● **ПРИВЕДЁННЫЙ ТЕКСТ**:
+-------+

Теперь обо мне, попробую кратко изложить события последних времен. Скрипя зубами закончил институт и был этому страшно рад. Сначала радовался тому, что больше не придется мучиться с экзаменами, а теперь – тем хотя и немногочисленным, но все же знаниям, которые удалось схватить в институте. Работаю, как и хотел, в орготделе ЦК союза молодежи. Работу дали весьма интересную и ответственную: заведую сектором информации. Это значит, полагается всегда знать, что, где, когда и как в нашем союзе творится. До сих пор наш сектор не работал, все приходится создавать заново. Но самое главное то, что хотя масштаб общегосударственный, работа немыслима без постоянной, прочной связи с жизнью, с людьми.
Линуська, родная, с радостью могу доложить, что за время, которое мы не виделись, мною сделано немало шагов, больших и малых, к тому, чтобы быть таким, как хочется – настоящим. Ты не подумай, Линусь, это не зазнайство, потому что путь еще очень и очень далек, но немного гордости все же есть.
Знаешь, Линусь, как получается, в институте клялся-божился, что как последний экзамен сдам, ни за что больше «организованно» учиться не буду, а так мол «для себя» только. А что получается? Английским и историей КПСС занимаюсь организованно – выходит, а все остальное, не выходит (исключение – вопросы музыки и архитектуры, но это по необходимости, т.к. у нас в ЦК своих специалистов еще нет, так мне приходится по совместительству). И вот где-то в глубине души начинает копошиться нечто, похожее на потребность в серьезной «организованной» учебе. Но единственная такая возможность, если не бросать работу, о чем пока и речи быть не может, это заочная аспирантура. Но на это пока не хватает духу. А вообще мне хорошо. Хорошо главным образом потому что мы, несмотря на всю дрянь, захватывающими дух темпами приближаемся к тому, что я с такой болью в сердце оставил в 1946 году. А главное, что в этом и моих трудов капля. А тут еще и XIX съезд! Нет, Линка, жить просто замечательно.

+-------+

● **ПЕРЕЧИСЛЕННЫЕ ДАННЫЕ**:
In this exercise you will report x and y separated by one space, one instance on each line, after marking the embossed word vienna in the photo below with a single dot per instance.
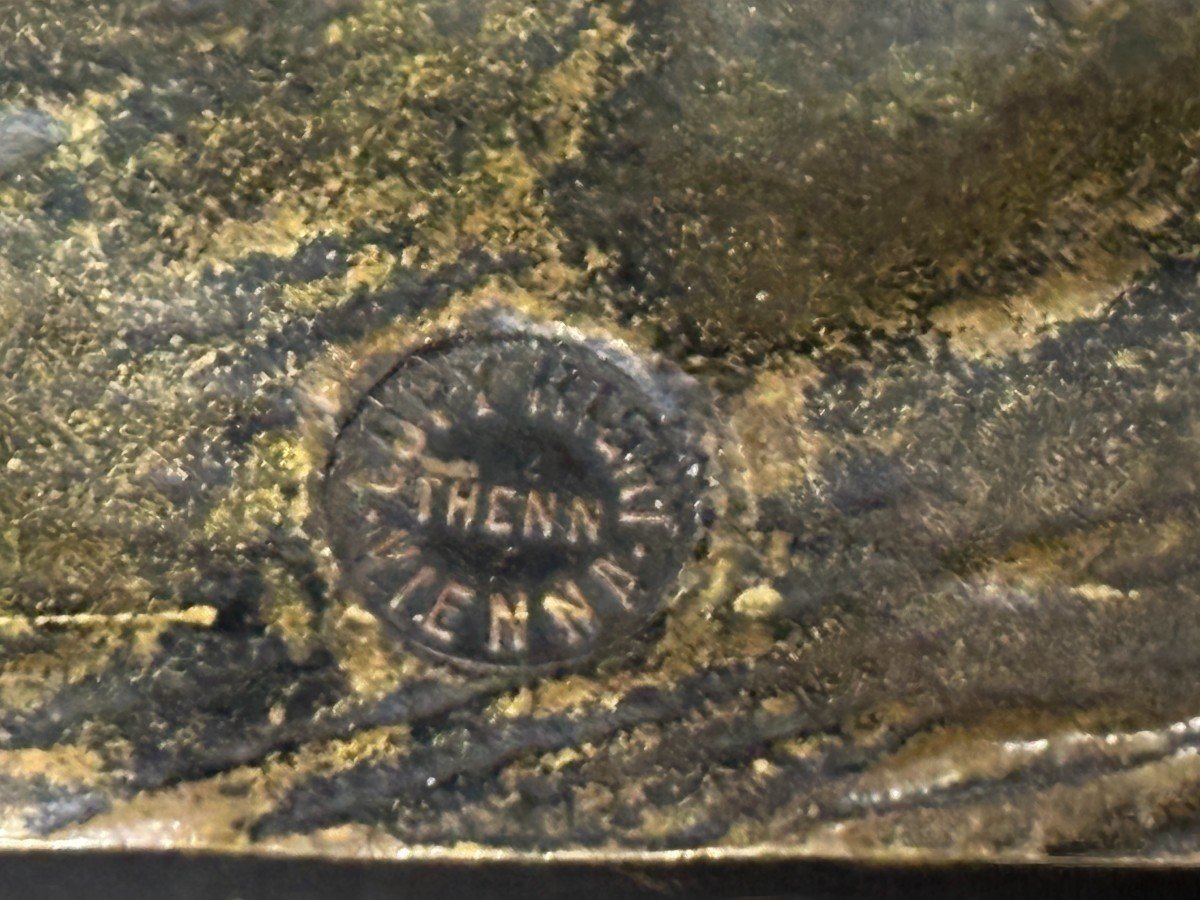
514 501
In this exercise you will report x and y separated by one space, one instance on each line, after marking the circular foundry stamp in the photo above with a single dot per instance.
515 501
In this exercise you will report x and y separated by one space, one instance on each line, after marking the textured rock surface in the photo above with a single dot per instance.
936 263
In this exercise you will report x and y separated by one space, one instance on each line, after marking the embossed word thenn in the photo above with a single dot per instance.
514 501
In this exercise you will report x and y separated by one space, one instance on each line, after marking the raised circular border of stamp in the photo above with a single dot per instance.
442 522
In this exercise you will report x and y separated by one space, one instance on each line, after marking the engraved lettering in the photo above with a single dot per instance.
442 617
561 502
539 515
498 521
616 579
583 519
508 631
462 505
570 613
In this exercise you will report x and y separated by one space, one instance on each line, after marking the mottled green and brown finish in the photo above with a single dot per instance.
936 261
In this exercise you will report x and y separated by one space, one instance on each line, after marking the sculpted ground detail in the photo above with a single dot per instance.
513 501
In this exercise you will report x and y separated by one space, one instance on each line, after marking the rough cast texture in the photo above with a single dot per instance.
936 263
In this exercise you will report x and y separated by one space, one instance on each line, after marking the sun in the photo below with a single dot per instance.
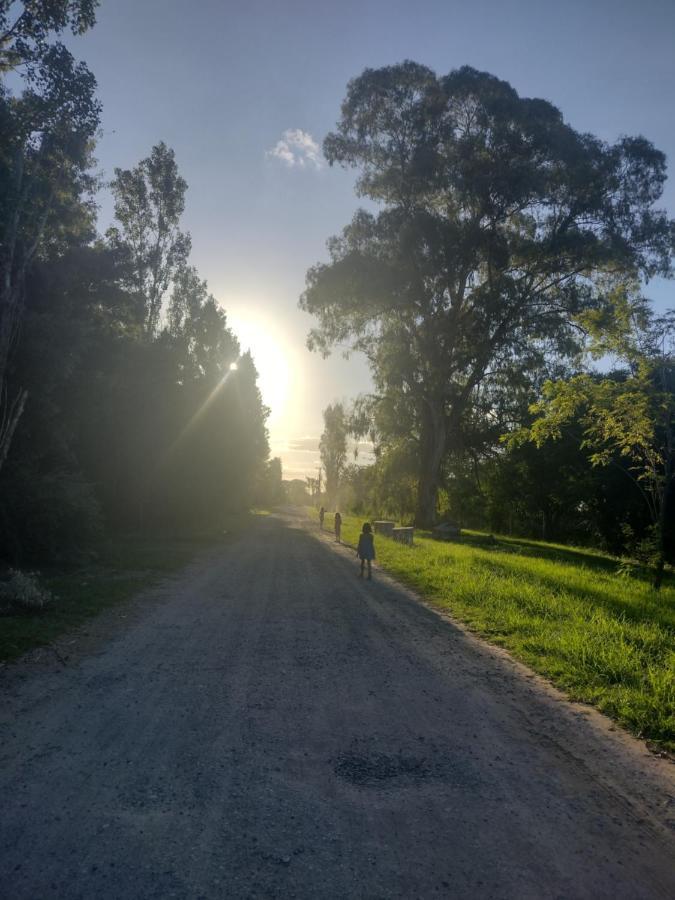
272 359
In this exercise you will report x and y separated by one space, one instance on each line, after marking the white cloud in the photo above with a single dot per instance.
297 148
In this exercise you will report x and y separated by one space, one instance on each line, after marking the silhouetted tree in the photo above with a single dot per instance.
497 218
333 449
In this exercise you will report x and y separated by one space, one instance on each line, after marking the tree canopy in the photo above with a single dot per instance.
497 219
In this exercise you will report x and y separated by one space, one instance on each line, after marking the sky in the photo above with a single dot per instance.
245 92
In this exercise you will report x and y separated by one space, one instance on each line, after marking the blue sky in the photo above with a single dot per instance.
221 82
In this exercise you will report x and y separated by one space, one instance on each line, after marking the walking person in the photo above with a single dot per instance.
366 549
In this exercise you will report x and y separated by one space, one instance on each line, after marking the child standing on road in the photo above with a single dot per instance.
366 549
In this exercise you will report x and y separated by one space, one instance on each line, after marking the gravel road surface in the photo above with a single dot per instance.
265 724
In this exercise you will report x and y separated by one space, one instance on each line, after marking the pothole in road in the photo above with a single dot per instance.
376 768
370 768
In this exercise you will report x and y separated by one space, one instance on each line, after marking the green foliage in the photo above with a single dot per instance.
626 416
605 638
26 28
497 222
22 591
123 567
333 449
149 201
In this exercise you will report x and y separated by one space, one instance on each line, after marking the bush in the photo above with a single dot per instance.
21 591
47 518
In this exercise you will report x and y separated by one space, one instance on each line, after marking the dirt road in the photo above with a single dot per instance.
267 725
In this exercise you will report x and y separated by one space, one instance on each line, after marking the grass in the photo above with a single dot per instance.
606 638
125 566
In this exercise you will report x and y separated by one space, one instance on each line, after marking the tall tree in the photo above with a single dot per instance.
497 217
333 449
149 201
47 131
627 416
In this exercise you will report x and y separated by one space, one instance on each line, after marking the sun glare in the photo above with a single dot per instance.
272 359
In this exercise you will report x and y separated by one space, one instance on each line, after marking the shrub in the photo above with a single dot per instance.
22 591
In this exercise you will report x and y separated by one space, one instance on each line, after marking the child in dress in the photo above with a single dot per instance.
366 549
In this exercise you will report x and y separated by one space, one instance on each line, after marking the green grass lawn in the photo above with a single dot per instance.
125 566
606 638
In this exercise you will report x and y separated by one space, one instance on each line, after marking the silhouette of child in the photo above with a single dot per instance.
366 549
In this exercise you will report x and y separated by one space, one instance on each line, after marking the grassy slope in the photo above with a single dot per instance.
605 638
124 567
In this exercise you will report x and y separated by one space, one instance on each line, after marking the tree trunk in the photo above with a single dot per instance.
11 415
432 448
662 528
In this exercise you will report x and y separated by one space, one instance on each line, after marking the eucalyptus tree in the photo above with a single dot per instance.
47 126
149 201
495 218
333 448
628 416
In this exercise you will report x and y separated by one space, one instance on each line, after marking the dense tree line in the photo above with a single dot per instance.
124 399
498 261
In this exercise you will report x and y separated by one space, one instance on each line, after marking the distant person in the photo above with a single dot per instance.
366 549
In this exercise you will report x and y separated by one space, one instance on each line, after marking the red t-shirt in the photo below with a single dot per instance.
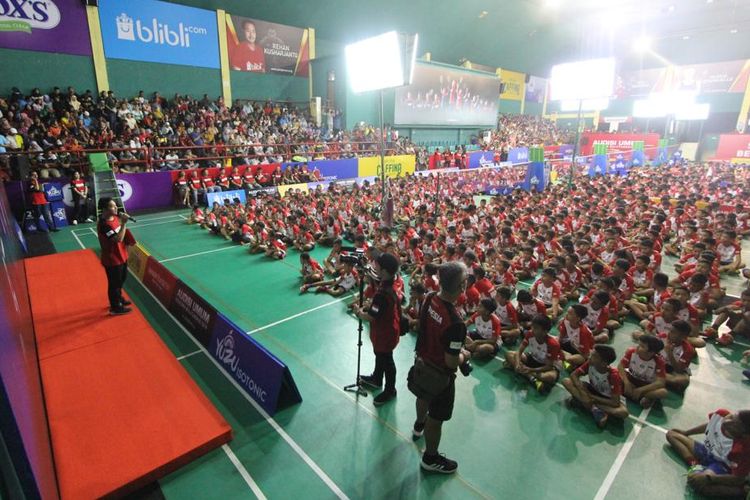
245 58
114 253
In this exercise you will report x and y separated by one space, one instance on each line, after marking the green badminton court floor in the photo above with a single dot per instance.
509 441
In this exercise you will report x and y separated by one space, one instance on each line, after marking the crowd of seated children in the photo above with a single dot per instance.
599 251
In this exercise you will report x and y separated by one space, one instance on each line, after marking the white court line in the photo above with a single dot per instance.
286 437
243 472
180 358
617 465
289 318
199 253
139 225
78 240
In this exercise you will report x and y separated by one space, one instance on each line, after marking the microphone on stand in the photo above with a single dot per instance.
130 217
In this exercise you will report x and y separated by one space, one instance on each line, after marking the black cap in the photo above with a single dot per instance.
388 262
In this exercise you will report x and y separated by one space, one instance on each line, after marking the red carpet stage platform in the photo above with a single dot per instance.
122 410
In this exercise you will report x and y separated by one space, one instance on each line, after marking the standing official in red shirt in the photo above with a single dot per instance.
384 316
114 238
441 336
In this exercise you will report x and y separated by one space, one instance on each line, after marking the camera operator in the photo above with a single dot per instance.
439 354
384 315
114 238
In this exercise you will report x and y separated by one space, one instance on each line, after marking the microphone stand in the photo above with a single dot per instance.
356 387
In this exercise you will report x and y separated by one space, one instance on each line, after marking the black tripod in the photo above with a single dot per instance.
356 387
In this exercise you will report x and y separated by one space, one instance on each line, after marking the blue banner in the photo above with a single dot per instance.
58 214
161 32
481 159
598 166
260 374
638 159
224 196
347 168
536 178
518 155
53 190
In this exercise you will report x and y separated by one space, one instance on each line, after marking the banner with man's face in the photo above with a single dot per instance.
264 47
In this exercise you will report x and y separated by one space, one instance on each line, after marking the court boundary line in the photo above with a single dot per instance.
196 254
279 430
614 470
243 472
307 311
378 419
188 355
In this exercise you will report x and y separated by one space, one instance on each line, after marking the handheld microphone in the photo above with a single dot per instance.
130 218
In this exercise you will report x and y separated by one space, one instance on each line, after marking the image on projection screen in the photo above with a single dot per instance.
443 96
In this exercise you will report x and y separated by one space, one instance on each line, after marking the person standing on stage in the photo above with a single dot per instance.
441 337
384 315
114 238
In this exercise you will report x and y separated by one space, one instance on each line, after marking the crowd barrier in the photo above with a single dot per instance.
263 376
23 418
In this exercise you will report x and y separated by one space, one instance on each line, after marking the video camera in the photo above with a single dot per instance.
353 255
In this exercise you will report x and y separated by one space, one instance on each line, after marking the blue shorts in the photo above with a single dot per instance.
708 461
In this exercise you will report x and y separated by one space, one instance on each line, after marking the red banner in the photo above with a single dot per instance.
618 143
733 146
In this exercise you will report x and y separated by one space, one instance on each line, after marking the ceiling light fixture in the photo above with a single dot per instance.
642 43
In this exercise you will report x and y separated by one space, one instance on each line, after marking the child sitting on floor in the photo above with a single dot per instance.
536 357
600 395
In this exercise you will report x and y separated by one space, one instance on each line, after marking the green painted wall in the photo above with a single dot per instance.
126 78
26 69
533 108
507 106
259 87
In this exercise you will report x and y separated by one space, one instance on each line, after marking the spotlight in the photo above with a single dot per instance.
642 43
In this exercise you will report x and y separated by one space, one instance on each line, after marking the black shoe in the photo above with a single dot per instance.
438 463
384 397
369 382
417 431
118 311
466 368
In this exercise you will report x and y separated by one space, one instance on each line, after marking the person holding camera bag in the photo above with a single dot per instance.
438 354
384 315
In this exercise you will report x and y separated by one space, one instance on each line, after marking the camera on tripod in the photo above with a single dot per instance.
354 256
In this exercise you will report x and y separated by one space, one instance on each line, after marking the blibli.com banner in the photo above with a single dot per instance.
161 32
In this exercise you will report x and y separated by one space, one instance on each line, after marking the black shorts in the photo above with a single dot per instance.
532 363
593 391
476 336
441 406
568 347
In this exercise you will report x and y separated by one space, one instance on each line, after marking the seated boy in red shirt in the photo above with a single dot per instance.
720 462
678 353
548 291
601 394
536 357
576 340
643 372
483 341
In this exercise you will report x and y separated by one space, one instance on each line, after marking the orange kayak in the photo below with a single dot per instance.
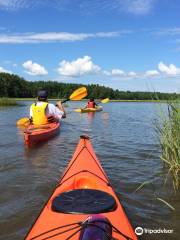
35 134
83 205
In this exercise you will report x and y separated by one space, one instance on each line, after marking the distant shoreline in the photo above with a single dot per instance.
83 100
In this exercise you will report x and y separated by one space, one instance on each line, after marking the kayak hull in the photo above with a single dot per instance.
35 134
83 174
86 110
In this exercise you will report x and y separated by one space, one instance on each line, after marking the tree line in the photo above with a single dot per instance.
13 86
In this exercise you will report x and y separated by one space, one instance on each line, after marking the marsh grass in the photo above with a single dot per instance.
169 138
7 102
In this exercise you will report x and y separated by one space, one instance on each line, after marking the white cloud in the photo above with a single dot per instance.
169 70
56 37
138 7
117 72
78 67
132 74
151 73
5 70
34 69
16 4
169 31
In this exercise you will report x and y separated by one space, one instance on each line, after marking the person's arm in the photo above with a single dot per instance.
60 106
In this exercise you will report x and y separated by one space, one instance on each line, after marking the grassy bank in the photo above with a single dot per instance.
8 102
169 132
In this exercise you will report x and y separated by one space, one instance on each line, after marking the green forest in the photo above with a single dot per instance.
13 86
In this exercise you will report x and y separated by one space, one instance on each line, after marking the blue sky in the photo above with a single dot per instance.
125 44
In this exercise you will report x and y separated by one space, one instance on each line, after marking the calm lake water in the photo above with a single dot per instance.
125 141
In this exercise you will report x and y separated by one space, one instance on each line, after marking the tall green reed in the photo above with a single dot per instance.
169 138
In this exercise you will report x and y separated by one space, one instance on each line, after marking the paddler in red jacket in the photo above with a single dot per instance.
91 103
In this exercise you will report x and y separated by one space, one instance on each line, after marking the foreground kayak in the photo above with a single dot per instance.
83 205
85 110
35 134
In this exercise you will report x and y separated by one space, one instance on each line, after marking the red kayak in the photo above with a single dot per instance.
83 205
35 134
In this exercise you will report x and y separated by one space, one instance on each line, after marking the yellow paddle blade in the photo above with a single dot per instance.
78 94
106 100
22 121
77 110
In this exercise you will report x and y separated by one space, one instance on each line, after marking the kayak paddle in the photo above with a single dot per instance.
78 94
23 121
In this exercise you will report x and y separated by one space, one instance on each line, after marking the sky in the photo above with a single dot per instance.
130 45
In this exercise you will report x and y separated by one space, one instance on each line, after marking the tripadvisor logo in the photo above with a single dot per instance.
139 231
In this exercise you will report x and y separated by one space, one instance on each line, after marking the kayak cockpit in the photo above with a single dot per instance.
84 201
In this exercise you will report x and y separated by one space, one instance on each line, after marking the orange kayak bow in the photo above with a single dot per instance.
83 205
35 134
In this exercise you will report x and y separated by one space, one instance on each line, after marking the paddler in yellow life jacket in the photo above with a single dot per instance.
42 112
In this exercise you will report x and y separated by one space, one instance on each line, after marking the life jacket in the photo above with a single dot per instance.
91 104
39 113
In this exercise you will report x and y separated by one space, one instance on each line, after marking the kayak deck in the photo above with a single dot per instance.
84 192
35 134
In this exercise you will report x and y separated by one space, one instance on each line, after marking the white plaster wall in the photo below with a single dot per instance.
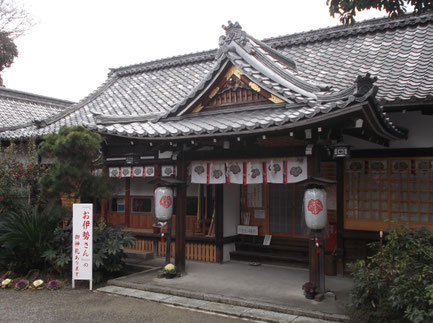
227 248
420 129
140 187
231 209
420 132
192 190
119 188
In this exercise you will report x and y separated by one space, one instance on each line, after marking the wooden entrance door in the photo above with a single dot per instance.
285 210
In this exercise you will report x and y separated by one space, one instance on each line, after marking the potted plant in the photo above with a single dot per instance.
310 290
169 271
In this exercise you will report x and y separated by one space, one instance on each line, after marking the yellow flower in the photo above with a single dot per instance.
169 267
38 283
6 282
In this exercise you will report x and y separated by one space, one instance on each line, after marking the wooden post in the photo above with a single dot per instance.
340 217
180 216
314 259
219 222
168 244
104 210
127 201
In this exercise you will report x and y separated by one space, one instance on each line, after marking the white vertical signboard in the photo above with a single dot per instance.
82 243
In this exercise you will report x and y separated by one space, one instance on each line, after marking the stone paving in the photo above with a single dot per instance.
208 306
235 288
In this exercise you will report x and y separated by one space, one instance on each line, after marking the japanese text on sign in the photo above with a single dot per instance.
82 242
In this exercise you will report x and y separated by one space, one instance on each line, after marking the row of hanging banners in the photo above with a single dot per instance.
280 171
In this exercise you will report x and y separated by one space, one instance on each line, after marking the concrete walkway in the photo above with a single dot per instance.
273 289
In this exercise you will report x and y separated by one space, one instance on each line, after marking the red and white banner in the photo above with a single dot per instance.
137 171
125 172
296 170
149 171
235 173
168 170
114 172
217 173
82 242
254 173
275 171
199 172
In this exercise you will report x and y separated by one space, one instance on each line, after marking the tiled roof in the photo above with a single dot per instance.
398 52
18 109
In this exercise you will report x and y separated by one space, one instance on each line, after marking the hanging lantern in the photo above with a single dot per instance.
163 203
340 150
315 207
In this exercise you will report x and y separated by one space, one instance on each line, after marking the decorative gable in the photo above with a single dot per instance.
233 89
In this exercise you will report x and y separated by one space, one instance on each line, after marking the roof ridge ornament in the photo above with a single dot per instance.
234 32
363 84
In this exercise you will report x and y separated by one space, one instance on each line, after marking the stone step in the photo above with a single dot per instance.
267 257
140 255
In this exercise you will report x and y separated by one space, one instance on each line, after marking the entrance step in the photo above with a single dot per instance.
283 250
137 260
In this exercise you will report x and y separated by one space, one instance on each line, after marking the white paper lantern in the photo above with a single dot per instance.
315 208
163 203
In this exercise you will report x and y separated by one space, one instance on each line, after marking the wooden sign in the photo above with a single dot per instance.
248 230
267 240
82 243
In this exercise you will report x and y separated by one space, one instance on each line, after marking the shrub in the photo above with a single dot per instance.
396 284
108 244
25 235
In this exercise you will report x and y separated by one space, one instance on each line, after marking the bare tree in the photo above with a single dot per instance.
14 22
347 9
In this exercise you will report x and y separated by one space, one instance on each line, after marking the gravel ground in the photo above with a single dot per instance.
82 305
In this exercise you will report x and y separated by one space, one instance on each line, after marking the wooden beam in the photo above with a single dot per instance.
127 201
340 216
219 221
180 216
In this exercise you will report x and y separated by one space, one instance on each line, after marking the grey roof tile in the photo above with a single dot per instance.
398 52
18 109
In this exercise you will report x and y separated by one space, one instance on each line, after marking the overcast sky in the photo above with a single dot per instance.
68 54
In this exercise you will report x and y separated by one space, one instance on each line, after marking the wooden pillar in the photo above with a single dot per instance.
180 216
219 221
127 200
340 216
104 210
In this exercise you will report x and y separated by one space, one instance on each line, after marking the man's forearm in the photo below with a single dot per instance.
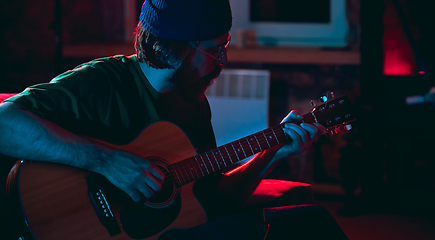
25 135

+-------+

● **ОБЯЗАТЕЛЬНОЕ ЗАДАНИЕ**: Верните приведённый выше отрывок из письма целиком, слово в слово.

● **РЕЗУЛЬТАТ ЗАДАНИЯ**:
Теперь обо мне, попробую кратко изложить события последних времен. Скрипя зубами закончил институт и был этому страшно рад. Сначала радовался тому, что больше не придется мучиться с экзаменами, а теперь – тем хотя и немногочисленным, но все же знаниям, которые удалось схватить в институте. Работаю, как и хотел, в орготделе ЦК союза молодежи. Работу дали весьма интересную и ответственную: заведую сектором информации. Это значит, полагается всегда знать, что, где, когда и как в нашем союзе творится. До сих пор наш сектор не работал, все приходится создавать заново. Но самое главное то, что хотя масштаб общегосударственный, работа немыслима без постоянной, прочной связи с жизнью, с людьми.
Линуська, родная, с радостью могу доложить, что за время, которое мы не виделись, мною сделано немало шагов, больших и малых, к тому, чтобы быть таким, как хочется – настоящим. Ты не подумай, Линусь, это не зазнайство, потому что путь еще очень и очень далек, но немного гордости все же есть.
Знаешь, Линусь, как получается, в институте клялся-божился, что как последний экзамен сдам, ни за что больше «организованно» учиться не буду, а так мол «для себя» только. А что получается? Английским и историей КПСС занимаюсь организованно – выходит, а все остальное, не выходит (исключение – вопросы музыки и архитектуры, но это по необходимости, т.к. у нас в ЦК своих специалистов еще нет, так мне приходится по совместительству). И вот где-то в глубине души начинает копошиться нечто, похожее на потребность в серьезной «организованной» учебе. Но единственная такая возможность, если не бросать работу, о чем пока и речи быть не может, это заочная аспирантура. Но на это пока не хватает духу. А вообще мне хорошо. Хорошо главным образом потому что мы, несмотря на всю дрянь, захватывающими дух темпами приближаемся к тому, что я с такой болью в сердце оставил в 1946 году. А главное, что в этом и моих трудов капля. А тут еще и XIX съезд! Нет, Линка, жить просто замечательно.